■ **SET PROBLEM**
Can you return every line of the material below that contains the word "wooden", treating case as significant?

=-=-=

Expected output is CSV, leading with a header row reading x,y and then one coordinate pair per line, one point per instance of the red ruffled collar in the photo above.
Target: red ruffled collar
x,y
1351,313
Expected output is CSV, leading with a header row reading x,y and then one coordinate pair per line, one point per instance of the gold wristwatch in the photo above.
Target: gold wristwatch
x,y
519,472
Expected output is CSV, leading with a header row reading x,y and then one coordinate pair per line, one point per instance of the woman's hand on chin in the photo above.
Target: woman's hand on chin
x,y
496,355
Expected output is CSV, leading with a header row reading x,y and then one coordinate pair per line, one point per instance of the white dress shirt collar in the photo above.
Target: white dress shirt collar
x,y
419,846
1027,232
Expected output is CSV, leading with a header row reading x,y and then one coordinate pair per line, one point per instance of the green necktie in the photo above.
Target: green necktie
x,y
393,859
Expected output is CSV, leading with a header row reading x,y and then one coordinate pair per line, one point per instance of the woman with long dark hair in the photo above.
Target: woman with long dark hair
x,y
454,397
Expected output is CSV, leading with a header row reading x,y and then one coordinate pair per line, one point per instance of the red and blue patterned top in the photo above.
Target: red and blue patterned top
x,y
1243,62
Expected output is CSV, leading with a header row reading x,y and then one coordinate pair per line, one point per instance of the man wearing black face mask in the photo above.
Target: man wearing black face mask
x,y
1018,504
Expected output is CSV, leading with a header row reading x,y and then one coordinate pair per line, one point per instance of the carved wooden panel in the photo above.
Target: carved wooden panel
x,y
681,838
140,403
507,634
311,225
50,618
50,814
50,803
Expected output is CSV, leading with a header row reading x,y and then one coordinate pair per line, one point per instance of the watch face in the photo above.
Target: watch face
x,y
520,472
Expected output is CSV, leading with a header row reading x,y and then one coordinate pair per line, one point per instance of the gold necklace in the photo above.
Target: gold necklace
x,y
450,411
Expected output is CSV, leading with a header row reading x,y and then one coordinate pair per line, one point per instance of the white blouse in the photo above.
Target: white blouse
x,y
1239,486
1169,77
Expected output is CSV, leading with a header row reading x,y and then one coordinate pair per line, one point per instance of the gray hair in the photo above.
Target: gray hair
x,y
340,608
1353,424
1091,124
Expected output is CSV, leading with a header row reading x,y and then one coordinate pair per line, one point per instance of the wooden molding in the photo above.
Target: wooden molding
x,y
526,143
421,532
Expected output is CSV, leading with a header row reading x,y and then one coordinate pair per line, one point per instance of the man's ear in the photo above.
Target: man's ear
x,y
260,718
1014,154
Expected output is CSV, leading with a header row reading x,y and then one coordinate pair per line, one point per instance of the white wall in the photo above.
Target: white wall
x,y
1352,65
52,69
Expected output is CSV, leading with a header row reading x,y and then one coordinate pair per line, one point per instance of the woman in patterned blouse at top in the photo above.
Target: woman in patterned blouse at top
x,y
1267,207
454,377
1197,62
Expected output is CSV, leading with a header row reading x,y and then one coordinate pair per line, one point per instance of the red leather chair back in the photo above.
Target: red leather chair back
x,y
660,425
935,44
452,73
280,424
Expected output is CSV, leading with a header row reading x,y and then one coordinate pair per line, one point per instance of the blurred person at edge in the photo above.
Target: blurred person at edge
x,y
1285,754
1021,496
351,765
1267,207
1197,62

=-=-=

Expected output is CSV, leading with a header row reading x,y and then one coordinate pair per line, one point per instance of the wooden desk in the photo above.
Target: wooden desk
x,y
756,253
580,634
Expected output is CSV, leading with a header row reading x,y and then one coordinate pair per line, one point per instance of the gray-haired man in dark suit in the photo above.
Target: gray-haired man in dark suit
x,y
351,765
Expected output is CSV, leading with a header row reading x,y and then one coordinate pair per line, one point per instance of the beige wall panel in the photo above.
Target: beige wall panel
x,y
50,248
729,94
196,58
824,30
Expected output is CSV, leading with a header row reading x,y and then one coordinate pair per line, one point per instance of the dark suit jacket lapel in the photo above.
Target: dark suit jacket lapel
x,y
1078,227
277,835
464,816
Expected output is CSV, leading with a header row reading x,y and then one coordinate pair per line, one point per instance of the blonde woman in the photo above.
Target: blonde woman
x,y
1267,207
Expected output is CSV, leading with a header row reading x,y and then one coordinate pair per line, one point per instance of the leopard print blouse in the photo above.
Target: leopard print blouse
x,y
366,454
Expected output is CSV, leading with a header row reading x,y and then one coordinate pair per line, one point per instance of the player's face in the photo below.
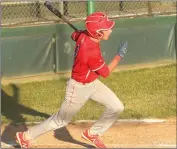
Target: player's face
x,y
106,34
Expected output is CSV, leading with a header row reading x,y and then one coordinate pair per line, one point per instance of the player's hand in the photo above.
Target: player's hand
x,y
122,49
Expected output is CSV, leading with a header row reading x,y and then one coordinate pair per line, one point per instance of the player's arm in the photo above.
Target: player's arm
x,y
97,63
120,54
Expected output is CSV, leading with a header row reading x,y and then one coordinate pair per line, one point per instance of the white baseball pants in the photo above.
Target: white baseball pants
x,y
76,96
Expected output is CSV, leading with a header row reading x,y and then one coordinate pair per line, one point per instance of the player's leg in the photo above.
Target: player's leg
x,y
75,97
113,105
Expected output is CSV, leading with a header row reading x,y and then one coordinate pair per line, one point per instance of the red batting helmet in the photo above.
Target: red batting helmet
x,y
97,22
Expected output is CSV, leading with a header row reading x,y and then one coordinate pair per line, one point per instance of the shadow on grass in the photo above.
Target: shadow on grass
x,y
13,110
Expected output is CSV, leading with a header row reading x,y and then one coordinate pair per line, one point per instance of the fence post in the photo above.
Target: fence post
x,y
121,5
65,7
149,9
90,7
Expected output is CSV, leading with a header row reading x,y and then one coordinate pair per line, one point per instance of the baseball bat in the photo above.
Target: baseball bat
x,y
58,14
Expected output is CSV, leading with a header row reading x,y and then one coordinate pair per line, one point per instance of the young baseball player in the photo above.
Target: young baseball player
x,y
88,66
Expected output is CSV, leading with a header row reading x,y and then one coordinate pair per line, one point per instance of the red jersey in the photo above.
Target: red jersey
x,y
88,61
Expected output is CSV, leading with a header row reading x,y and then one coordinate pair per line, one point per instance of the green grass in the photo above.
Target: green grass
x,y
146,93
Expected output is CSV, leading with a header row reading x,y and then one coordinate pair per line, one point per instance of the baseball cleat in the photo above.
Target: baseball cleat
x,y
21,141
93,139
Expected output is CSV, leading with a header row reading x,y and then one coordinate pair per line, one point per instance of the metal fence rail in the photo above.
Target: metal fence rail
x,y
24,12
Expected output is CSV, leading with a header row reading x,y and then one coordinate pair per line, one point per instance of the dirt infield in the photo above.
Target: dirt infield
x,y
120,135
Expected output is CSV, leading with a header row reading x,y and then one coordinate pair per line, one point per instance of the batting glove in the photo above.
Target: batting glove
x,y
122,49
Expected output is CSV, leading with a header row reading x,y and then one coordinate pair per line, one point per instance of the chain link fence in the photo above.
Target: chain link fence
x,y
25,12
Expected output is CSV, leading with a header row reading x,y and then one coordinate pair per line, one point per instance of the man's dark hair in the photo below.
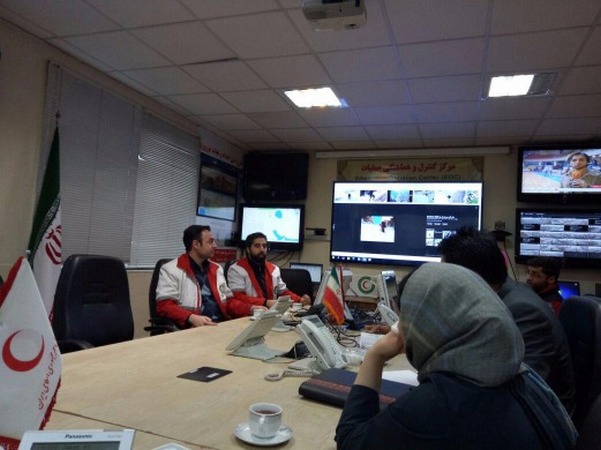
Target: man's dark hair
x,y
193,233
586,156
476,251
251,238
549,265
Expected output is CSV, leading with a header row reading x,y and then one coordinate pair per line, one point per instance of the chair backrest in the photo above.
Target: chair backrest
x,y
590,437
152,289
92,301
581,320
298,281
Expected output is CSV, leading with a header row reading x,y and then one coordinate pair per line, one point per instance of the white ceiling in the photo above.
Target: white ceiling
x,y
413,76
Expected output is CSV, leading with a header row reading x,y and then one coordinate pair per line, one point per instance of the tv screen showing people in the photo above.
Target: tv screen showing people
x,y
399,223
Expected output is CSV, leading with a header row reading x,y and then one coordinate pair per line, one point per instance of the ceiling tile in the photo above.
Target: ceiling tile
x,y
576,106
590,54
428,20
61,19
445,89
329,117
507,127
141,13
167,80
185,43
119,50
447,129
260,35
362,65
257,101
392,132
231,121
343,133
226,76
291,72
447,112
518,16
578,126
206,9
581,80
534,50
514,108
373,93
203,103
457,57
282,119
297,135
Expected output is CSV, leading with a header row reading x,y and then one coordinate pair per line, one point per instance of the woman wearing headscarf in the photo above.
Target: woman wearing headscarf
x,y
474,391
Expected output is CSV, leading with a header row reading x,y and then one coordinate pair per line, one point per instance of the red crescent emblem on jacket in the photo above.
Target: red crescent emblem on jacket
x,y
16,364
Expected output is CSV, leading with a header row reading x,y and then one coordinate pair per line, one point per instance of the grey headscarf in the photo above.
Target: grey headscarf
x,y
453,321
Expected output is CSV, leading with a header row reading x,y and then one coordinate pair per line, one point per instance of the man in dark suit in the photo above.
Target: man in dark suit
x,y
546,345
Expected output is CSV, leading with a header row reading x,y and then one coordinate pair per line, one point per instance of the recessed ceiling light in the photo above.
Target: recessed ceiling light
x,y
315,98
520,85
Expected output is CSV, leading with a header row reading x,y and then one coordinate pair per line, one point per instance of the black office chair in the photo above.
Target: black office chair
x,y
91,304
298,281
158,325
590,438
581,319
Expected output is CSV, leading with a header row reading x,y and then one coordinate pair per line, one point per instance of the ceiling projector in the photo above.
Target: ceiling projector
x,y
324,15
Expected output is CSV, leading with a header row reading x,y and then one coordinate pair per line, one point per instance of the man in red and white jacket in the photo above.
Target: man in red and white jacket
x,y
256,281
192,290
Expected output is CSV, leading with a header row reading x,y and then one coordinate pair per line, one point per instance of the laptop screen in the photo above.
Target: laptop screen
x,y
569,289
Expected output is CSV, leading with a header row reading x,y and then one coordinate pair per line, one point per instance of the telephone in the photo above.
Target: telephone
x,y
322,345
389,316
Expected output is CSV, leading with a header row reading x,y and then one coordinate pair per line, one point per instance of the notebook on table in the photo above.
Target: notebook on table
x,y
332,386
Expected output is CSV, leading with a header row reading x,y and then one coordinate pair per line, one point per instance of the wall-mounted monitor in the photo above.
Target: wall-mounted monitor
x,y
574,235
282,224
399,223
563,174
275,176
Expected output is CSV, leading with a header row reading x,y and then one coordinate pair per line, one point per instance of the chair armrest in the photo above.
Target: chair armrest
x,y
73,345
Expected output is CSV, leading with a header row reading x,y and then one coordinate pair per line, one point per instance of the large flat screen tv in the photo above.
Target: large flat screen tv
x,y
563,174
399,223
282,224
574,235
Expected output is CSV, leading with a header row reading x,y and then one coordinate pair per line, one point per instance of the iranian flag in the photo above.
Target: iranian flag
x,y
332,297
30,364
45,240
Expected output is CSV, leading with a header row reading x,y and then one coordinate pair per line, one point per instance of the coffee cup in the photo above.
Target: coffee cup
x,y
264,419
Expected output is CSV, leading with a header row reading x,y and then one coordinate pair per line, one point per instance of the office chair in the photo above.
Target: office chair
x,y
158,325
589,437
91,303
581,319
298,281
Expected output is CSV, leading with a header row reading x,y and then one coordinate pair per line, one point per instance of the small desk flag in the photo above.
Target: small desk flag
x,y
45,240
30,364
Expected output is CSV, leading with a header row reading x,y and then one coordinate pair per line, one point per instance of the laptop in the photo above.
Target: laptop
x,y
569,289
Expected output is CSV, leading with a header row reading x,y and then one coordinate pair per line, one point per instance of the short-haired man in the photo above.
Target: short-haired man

=-=-=

■ **THE SOLUTION**
Expected output is CSV, leading with a header row reading x,y and then one coordinate pair per line, one point per instance of the carved wooden panel in the photo above.
Target: carved wooden panel
Expected output is CSV, leading with a header row reading x,y and then one coordinate pair per line, one point per instance of the wooden molding in the photo above.
Target: wooden molding
Expected output is CSV, leading with a header row reading x,y and then one coordinate pair per line, one point per instance of the wooden desk in the photo above.
Target: wooden desk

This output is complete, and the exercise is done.